* WHAT TO DO: Retype precisely the section of the data that starts at the line containing "task: segment the teal painted wood" and runs to its final line, ends included.

□ □ □ □ □

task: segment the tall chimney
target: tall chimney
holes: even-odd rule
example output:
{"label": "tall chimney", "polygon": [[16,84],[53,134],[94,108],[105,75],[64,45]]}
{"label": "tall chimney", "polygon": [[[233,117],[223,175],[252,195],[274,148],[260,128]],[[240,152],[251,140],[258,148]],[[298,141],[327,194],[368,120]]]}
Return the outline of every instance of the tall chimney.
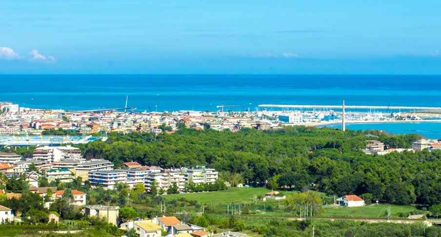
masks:
{"label": "tall chimney", "polygon": [[346,129],[344,128],[344,100],[343,100],[343,110],[341,112],[341,129],[344,132]]}

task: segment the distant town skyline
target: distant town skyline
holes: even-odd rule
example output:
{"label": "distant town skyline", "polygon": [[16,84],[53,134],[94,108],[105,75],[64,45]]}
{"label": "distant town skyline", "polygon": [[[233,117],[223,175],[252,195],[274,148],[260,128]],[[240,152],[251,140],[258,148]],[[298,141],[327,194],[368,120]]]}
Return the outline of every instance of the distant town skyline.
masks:
{"label": "distant town skyline", "polygon": [[6,1],[0,74],[441,74],[441,2]]}

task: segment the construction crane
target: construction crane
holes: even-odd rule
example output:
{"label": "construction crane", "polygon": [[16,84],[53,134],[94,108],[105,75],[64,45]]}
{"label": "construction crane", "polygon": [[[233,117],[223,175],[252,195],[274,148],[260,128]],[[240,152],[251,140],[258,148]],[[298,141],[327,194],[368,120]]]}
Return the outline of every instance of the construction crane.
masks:
{"label": "construction crane", "polygon": [[216,108],[222,107],[222,112],[223,113],[223,107],[236,107],[238,106],[245,106],[244,105],[218,105],[216,106]]}

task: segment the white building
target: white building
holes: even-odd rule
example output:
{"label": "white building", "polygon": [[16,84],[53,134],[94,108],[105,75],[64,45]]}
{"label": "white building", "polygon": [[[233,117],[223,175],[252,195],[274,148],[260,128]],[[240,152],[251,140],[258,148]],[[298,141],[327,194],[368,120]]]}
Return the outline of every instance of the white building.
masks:
{"label": "white building", "polygon": [[0,111],[17,113],[19,112],[19,105],[8,102],[0,103]]}
{"label": "white building", "polygon": [[0,224],[14,221],[14,214],[12,210],[5,206],[0,206]]}
{"label": "white building", "polygon": [[102,185],[104,189],[113,189],[115,183],[125,182],[127,174],[125,172],[116,170],[102,170],[89,172],[89,181],[94,187]]}
{"label": "white building", "polygon": [[131,188],[135,187],[138,183],[144,185],[145,176],[149,173],[148,170],[140,169],[120,169],[115,170],[123,171],[127,174],[127,180],[126,182]]}
{"label": "white building", "polygon": [[144,186],[148,191],[151,191],[152,182],[156,182],[158,191],[162,188],[166,192],[169,187],[173,187],[173,183],[176,183],[180,191],[183,191],[185,187],[184,175],[180,172],[172,172],[167,170],[161,173],[149,173],[145,177]]}
{"label": "white building", "polygon": [[14,152],[0,152],[0,163],[14,164],[21,160],[21,156]]}
{"label": "white building", "polygon": [[81,150],[70,146],[37,147],[34,150],[34,159],[50,162],[58,162],[65,159],[81,160]]}
{"label": "white building", "polygon": [[[77,190],[72,190],[72,195],[74,196],[74,199],[72,200],[70,204],[76,206],[83,206],[86,205],[86,194],[82,192]],[[63,194],[64,193],[64,190],[57,191],[56,193],[55,198],[57,199],[61,198]]]}
{"label": "white building", "polygon": [[113,167],[113,164],[109,161],[103,159],[91,160],[81,163],[75,167],[77,177],[80,177],[83,181],[89,179],[89,172],[92,171],[101,171],[110,170]]}
{"label": "white building", "polygon": [[51,182],[57,180],[61,182],[68,182],[74,180],[75,176],[68,169],[49,169],[45,172],[47,182]]}
{"label": "white building", "polygon": [[195,169],[188,169],[184,173],[185,181],[190,181],[195,184],[214,183],[219,177],[219,173],[214,169],[198,166]]}
{"label": "white building", "polygon": [[357,195],[346,195],[341,197],[336,200],[337,201],[342,202],[345,206],[363,206],[364,201]]}

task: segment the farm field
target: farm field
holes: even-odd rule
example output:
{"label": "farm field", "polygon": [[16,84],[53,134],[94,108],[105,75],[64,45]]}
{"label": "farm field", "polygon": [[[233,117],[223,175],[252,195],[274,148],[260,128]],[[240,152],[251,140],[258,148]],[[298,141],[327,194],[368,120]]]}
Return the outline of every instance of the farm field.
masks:
{"label": "farm field", "polygon": [[[200,193],[180,193],[163,195],[166,200],[171,201],[185,198],[187,200],[197,200],[201,205],[239,204],[253,202],[255,195],[265,196],[271,190],[263,187],[230,187],[226,190]],[[283,194],[290,194],[297,191],[280,191]],[[273,202],[274,201],[272,201]],[[259,201],[259,202],[264,202]]]}

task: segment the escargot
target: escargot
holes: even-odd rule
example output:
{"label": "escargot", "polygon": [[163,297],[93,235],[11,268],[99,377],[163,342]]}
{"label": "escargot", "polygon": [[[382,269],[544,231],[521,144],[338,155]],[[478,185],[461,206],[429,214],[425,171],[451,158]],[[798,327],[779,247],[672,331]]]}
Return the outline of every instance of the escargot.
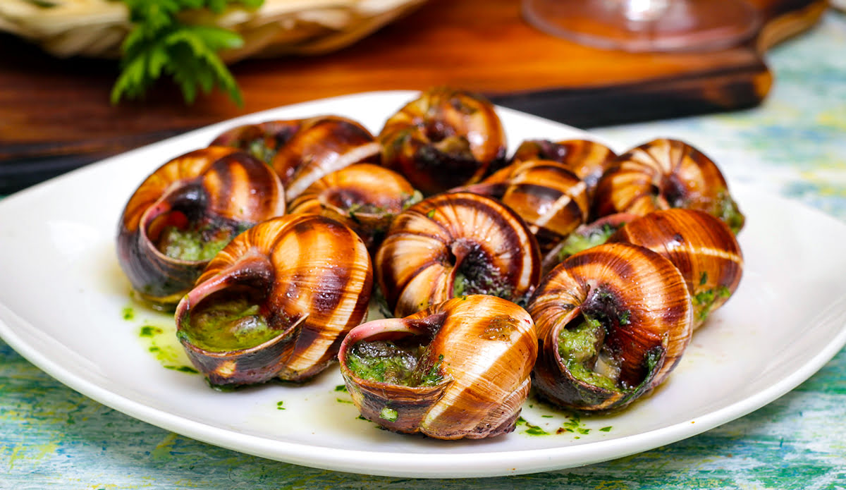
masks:
{"label": "escargot", "polygon": [[318,116],[302,121],[279,147],[271,166],[282,179],[290,202],[327,173],[353,163],[377,162],[379,151],[379,143],[358,122]]}
{"label": "escargot", "polygon": [[355,163],[309,186],[289,206],[340,221],[376,251],[393,217],[422,199],[402,175],[379,165]]}
{"label": "escargot", "polygon": [[590,140],[527,140],[517,147],[513,162],[528,160],[553,160],[581,179],[587,194],[593,196],[599,179],[611,166],[617,153],[602,143]]}
{"label": "escargot", "polygon": [[458,439],[514,429],[536,355],[523,308],[470,295],[356,327],[338,359],[365,418],[398,432]]}
{"label": "escargot", "polygon": [[546,275],[552,267],[574,254],[608,241],[617,230],[638,217],[640,217],[636,214],[617,212],[580,225],[543,256],[541,274]]}
{"label": "escargot", "polygon": [[590,201],[583,180],[552,160],[513,163],[480,184],[459,188],[499,199],[523,218],[548,251],[588,218]]}
{"label": "escargot", "polygon": [[269,219],[209,262],[177,306],[177,336],[212,385],[305,381],[365,319],[372,281],[364,242],[343,224]]}
{"label": "escargot", "polygon": [[481,96],[427,91],[385,123],[382,163],[425,195],[478,182],[505,157],[505,131]]}
{"label": "escargot", "polygon": [[214,146],[233,146],[270,164],[279,148],[299,130],[304,119],[265,121],[244,124],[218,135],[211,143]]}
{"label": "escargot", "polygon": [[168,162],[135,190],[118,230],[132,288],[173,308],[233,236],[285,212],[278,177],[235,148],[210,146]]}
{"label": "escargot", "polygon": [[705,211],[735,234],[743,228],[744,215],[717,164],[684,141],[658,139],[629,150],[596,184],[596,216],[670,207]]}
{"label": "escargot", "polygon": [[627,223],[608,241],[646,247],[676,266],[690,291],[694,328],[731,297],[743,275],[743,254],[734,234],[703,211],[656,211]]}
{"label": "escargot", "polygon": [[579,410],[620,409],[660,384],[693,331],[681,273],[630,244],[572,256],[544,277],[526,309],[540,342],[536,388]]}
{"label": "escargot", "polygon": [[437,195],[400,213],[375,266],[397,317],[464,295],[520,301],[541,271],[537,244],[519,217],[470,193]]}

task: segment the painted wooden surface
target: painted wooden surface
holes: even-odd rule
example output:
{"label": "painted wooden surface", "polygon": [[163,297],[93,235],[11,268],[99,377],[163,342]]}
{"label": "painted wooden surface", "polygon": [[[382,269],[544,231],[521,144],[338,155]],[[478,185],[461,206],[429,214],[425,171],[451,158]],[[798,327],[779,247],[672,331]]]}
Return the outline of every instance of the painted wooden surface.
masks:
{"label": "painted wooden surface", "polygon": [[[622,146],[689,140],[729,178],[846,221],[846,16],[772,51],[776,84],[731,114],[596,129]],[[824,234],[825,230],[808,230]],[[789,267],[789,264],[774,267]],[[64,387],[0,342],[0,488],[846,488],[846,350],[752,414],[582,468],[485,480],[338,473],[168,432]]]}
{"label": "painted wooden surface", "polygon": [[518,0],[429,0],[337,52],[235,64],[243,107],[220,93],[187,107],[167,83],[114,107],[113,62],[57,60],[0,36],[0,193],[189,129],[350,92],[450,85],[579,127],[752,107],[772,84],[761,52],[813,25],[826,2],[750,3],[763,21],[747,42],[627,53],[546,35],[523,20]]}

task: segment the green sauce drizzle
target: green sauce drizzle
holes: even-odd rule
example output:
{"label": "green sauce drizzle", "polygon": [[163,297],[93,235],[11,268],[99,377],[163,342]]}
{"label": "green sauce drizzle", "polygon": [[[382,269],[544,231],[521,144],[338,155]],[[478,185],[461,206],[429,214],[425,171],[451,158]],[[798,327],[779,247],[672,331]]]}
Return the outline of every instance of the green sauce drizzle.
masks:
{"label": "green sauce drizzle", "polygon": [[426,354],[419,345],[359,342],[347,355],[347,367],[362,379],[409,387],[436,386],[444,379],[443,355],[431,362]]}
{"label": "green sauce drizzle", "polygon": [[215,302],[191,314],[190,329],[181,330],[196,346],[213,352],[249,349],[275,338],[259,306],[244,298]]}

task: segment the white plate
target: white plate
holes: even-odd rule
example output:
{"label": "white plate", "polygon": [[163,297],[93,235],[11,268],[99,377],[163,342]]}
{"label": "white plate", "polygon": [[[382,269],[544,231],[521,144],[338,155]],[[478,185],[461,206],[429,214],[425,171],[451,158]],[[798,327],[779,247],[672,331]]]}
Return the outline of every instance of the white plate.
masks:
{"label": "white plate", "polygon": [[[196,374],[163,369],[147,351],[151,342],[160,348],[164,364],[187,363],[172,341],[173,319],[137,305],[135,317],[124,318],[132,302],[115,258],[118,215],[141,180],[236,124],[338,113],[377,131],[414,95],[360,94],[252,114],[3,200],[0,336],[70,388],[188,437],[298,465],[440,477],[561,469],[673,443],[772,401],[846,343],[846,226],[795,202],[733,184],[748,223],[740,235],[746,257],[740,288],[696,333],[665,385],[618,415],[577,422],[528,401],[523,416],[539,427],[529,432],[548,435],[531,435],[530,426],[520,425],[492,440],[442,442],[381,431],[357,419],[354,406],[343,403],[349,395],[335,391],[343,384],[337,366],[307,385],[272,383],[233,393],[209,388]],[[499,113],[512,146],[531,137],[585,135],[514,111]],[[165,333],[140,337],[144,325]]]}

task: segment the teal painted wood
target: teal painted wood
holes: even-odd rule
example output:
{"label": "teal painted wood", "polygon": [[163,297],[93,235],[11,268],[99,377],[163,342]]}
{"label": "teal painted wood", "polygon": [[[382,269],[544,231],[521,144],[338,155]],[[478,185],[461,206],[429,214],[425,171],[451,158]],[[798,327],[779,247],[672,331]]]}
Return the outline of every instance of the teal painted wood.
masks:
{"label": "teal painted wood", "polygon": [[[606,128],[635,145],[686,139],[730,178],[846,221],[846,17],[773,50],[755,109]],[[824,234],[825,230],[809,230]],[[846,350],[773,403],[699,436],[606,463],[485,480],[426,481],[287,465],[184,438],[66,388],[0,342],[0,488],[846,489]]]}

□ □ □ □ □

* ANSWER FOR THE TASK:
task: segment the teal painted wood
target: teal painted wood
holes: even-odd rule
example output:
{"label": "teal painted wood", "polygon": [[163,297],[93,235],[11,268],[99,377],[163,342]]}
{"label": "teal painted wood", "polygon": [[[382,269],[544,231],[521,144],[338,155]],[[478,185],[461,206],[429,214],[425,171],[451,158]],[[798,327],[779,247],[672,331]]]}
Return the outline of every instance of the teal painted wood.
masks:
{"label": "teal painted wood", "polygon": [[[606,128],[635,145],[686,139],[730,178],[846,221],[846,17],[773,50],[755,109]],[[824,234],[825,230],[809,230]],[[846,350],[773,403],[699,436],[606,463],[485,480],[426,481],[287,465],[184,438],[66,388],[0,342],[0,488],[846,489]]]}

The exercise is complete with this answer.